• Task brief: Exactly as they appear, output all of the records. Skip any images.

Source records
Start of Block

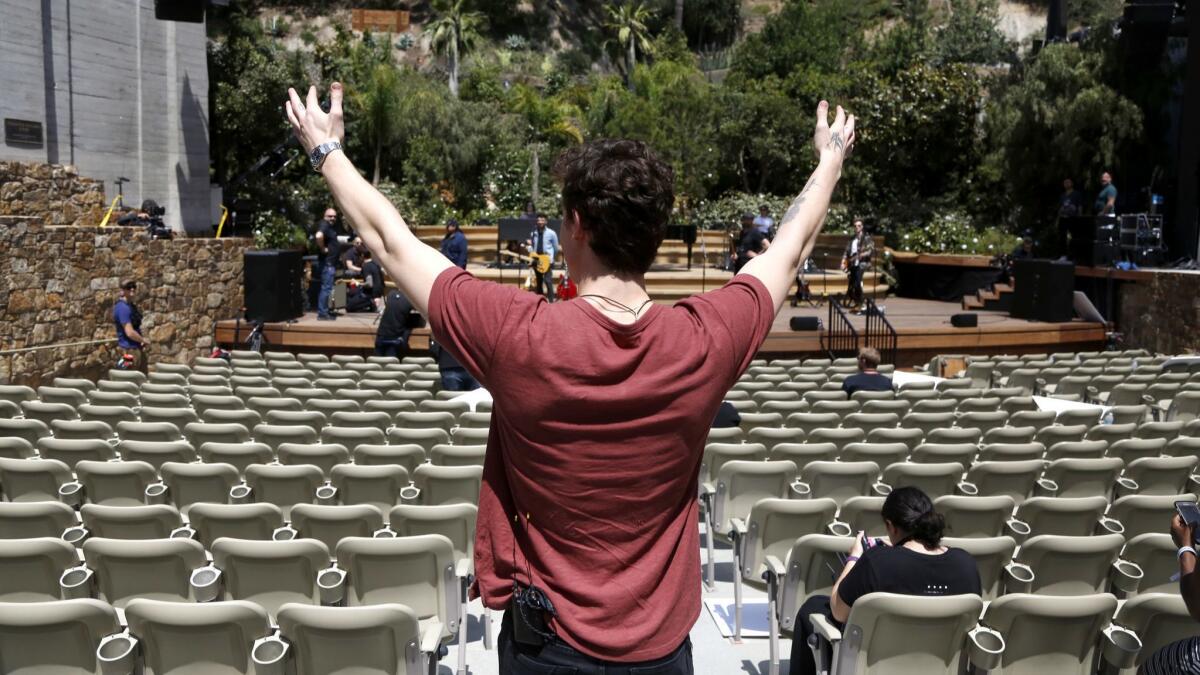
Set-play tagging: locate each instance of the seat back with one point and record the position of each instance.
(882, 639)
(270, 573)
(54, 637)
(196, 638)
(1049, 634)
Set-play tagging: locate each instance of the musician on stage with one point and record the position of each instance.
(544, 242)
(751, 242)
(857, 260)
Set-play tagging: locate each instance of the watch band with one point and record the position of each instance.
(319, 153)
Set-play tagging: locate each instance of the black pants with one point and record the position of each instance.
(802, 656)
(855, 284)
(545, 284)
(558, 658)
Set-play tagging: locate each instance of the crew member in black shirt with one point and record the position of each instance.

End of Block

• Solution to the problem:
Set-play tagging: locate each instance of the seat back with one point and record the position of each instance.
(882, 639)
(270, 573)
(54, 637)
(196, 638)
(1049, 634)
Set-play tagging: locate each instance of the musician on stage with one point and record the position of each instance.
(544, 242)
(751, 242)
(857, 260)
Set-play tagging: locate each instance of the watch band with one point and record the position of each instance.
(319, 153)
Set-play tagging: locate each instance of the black pants with one point and record the position of each instance.
(802, 656)
(855, 284)
(545, 284)
(558, 658)
Set-play tagging: locate each instance of the crew member in black shirt with one point and record the position of each instance.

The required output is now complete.